# Data provided
━━━━━━━━━━

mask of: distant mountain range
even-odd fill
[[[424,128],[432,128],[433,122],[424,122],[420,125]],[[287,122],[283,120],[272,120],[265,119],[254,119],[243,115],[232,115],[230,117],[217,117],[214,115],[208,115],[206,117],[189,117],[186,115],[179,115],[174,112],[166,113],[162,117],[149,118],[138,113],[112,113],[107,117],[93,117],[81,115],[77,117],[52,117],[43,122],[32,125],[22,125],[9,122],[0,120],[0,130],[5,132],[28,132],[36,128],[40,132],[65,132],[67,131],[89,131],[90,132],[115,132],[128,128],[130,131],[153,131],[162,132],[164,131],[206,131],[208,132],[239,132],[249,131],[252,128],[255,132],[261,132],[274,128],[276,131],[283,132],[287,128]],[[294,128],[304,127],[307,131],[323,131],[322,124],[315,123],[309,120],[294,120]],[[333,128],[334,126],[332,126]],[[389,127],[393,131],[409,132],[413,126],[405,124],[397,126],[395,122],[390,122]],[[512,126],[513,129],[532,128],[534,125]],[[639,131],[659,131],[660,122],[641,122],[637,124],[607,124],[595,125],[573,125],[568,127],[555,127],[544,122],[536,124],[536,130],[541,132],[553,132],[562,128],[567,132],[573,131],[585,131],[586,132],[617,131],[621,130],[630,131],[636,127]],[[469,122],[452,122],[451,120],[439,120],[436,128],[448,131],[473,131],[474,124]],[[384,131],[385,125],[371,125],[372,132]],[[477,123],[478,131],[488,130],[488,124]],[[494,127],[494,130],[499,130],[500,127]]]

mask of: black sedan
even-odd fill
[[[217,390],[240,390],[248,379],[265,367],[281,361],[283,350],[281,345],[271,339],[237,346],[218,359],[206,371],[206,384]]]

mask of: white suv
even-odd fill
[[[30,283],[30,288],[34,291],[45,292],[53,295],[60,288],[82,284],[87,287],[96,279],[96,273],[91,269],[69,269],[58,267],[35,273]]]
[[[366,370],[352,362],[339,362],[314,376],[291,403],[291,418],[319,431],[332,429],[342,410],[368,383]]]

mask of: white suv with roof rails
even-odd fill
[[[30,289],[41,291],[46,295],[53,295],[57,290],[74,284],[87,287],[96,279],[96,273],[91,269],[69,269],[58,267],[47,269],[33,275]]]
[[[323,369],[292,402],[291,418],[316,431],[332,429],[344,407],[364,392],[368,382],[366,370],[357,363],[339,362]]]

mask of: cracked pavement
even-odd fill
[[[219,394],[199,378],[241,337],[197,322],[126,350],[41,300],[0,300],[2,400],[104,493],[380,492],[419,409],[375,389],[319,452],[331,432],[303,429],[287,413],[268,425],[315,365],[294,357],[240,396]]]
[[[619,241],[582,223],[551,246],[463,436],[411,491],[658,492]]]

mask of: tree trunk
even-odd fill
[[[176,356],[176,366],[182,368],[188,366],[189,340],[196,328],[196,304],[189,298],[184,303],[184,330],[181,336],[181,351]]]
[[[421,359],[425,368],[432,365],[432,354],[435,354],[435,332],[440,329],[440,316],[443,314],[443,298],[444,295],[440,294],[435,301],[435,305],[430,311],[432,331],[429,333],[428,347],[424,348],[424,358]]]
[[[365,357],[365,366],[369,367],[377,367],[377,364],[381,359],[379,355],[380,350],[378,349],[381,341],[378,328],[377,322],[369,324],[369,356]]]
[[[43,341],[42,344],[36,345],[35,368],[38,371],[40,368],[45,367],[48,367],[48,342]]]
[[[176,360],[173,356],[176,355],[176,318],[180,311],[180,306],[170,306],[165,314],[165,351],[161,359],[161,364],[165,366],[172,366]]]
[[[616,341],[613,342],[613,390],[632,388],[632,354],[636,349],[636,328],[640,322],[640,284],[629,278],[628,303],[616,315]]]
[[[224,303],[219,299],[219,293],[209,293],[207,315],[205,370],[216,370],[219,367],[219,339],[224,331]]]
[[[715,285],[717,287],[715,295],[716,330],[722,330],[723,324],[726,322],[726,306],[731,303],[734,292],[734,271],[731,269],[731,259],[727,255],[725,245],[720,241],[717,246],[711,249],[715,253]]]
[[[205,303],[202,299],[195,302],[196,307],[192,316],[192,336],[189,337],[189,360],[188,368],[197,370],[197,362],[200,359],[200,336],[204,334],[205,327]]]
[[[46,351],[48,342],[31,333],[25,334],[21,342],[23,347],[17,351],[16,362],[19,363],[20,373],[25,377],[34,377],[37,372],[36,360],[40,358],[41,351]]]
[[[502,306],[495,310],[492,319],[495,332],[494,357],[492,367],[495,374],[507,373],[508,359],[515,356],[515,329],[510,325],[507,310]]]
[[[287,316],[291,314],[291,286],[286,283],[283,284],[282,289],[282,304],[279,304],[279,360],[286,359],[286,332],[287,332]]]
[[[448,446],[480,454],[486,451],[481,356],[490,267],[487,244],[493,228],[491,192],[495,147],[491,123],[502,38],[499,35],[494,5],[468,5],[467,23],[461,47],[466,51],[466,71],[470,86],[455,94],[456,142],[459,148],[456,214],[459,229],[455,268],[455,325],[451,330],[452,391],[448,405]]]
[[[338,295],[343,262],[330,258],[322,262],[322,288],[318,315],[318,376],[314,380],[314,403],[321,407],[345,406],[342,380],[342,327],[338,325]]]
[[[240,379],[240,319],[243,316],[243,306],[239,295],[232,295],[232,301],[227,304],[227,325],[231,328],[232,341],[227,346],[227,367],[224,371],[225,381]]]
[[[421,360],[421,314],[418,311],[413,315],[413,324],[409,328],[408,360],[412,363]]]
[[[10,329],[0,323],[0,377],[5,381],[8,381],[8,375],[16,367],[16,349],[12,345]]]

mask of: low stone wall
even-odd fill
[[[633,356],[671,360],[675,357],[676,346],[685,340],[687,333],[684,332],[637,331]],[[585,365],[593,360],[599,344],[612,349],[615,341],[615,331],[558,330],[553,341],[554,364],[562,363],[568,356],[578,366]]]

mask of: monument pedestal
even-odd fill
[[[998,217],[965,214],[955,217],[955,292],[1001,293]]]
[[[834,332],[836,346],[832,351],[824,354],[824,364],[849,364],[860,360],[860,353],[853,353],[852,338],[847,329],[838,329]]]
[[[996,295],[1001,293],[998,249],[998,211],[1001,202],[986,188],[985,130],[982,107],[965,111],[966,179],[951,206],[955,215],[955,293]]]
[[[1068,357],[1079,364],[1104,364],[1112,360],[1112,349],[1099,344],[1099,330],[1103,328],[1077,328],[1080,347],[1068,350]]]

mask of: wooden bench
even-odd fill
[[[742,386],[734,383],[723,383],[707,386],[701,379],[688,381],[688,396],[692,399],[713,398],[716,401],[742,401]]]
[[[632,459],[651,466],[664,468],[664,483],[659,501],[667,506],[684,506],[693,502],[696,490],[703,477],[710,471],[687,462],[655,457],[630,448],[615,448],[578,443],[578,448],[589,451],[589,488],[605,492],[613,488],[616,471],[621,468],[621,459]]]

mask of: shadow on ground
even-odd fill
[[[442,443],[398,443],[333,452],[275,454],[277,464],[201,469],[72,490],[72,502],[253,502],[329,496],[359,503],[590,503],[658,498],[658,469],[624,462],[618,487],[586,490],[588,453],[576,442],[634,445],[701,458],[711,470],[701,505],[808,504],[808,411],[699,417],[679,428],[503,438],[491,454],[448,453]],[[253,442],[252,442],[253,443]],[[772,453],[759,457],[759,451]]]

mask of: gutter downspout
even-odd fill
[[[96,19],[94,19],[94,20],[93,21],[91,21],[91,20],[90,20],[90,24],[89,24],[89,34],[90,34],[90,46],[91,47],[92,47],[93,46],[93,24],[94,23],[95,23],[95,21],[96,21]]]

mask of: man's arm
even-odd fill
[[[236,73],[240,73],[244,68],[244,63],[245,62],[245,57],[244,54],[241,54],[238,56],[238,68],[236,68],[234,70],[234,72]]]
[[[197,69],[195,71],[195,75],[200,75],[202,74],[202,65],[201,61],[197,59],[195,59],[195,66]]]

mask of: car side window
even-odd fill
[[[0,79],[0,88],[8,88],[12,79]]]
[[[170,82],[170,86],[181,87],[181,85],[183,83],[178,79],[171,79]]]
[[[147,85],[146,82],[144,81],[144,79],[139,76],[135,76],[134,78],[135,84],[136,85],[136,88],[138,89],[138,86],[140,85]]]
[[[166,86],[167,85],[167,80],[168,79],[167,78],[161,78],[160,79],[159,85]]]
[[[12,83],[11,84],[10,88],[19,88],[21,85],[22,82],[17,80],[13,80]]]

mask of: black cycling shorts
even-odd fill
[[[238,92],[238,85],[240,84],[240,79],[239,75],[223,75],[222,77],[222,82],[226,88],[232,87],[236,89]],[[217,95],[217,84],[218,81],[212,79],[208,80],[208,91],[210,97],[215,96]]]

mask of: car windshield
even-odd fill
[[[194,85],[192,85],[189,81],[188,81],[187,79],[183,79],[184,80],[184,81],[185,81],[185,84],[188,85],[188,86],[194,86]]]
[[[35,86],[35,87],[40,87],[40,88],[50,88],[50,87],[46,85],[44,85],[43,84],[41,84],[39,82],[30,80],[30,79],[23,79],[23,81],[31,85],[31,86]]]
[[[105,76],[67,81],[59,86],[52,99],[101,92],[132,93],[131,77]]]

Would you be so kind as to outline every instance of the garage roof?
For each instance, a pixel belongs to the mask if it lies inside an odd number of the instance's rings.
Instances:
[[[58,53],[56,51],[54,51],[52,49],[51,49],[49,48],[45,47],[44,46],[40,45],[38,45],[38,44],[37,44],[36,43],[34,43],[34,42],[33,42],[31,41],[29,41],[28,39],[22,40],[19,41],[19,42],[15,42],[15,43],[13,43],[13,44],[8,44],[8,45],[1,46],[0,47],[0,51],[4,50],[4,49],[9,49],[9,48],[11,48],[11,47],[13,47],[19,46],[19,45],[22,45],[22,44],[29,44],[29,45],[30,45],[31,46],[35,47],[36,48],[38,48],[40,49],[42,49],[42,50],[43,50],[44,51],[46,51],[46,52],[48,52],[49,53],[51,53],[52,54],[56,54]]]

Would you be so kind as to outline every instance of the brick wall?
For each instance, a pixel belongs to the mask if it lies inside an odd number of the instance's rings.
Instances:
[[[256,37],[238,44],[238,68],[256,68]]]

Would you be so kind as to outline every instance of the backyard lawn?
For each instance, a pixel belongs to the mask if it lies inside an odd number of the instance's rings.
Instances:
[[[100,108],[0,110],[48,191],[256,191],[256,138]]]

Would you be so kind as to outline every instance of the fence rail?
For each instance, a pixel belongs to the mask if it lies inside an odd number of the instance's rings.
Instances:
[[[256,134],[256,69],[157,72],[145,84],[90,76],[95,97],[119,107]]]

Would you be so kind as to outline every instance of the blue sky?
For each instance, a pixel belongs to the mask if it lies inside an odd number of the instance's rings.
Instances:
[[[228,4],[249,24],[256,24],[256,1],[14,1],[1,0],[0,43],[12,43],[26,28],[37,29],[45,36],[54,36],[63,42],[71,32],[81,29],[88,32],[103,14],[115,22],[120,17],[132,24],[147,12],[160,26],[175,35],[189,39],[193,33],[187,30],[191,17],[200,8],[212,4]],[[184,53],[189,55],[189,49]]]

━━━━━━━━━━

# Task requirements
Return every line from the one holding "the fence rail?" through the end of the data, exactly as it appears, with both ends kept and nothing else.

# Task response
Would you be so kind as to outline every instance of the fence rail?
For each instance, a pixel belongs to the mask if it lies inside an odd number of the instance's rings.
Instances:
[[[256,134],[256,69],[157,72],[145,84],[90,76],[95,97],[119,107]]]

Would you be so kind as to outline every instance of the blue sky?
For each instance, a pixel belongs to the mask if it lies inside an odd number of the instance's rings.
Instances:
[[[228,4],[249,24],[256,24],[256,1],[14,1],[1,0],[0,43],[12,43],[26,28],[37,29],[45,36],[54,36],[63,42],[71,32],[81,29],[88,32],[103,14],[115,22],[120,17],[132,24],[147,12],[160,26],[175,35],[189,39],[193,33],[187,30],[191,17],[200,8],[212,4]],[[184,53],[189,55],[189,49]]]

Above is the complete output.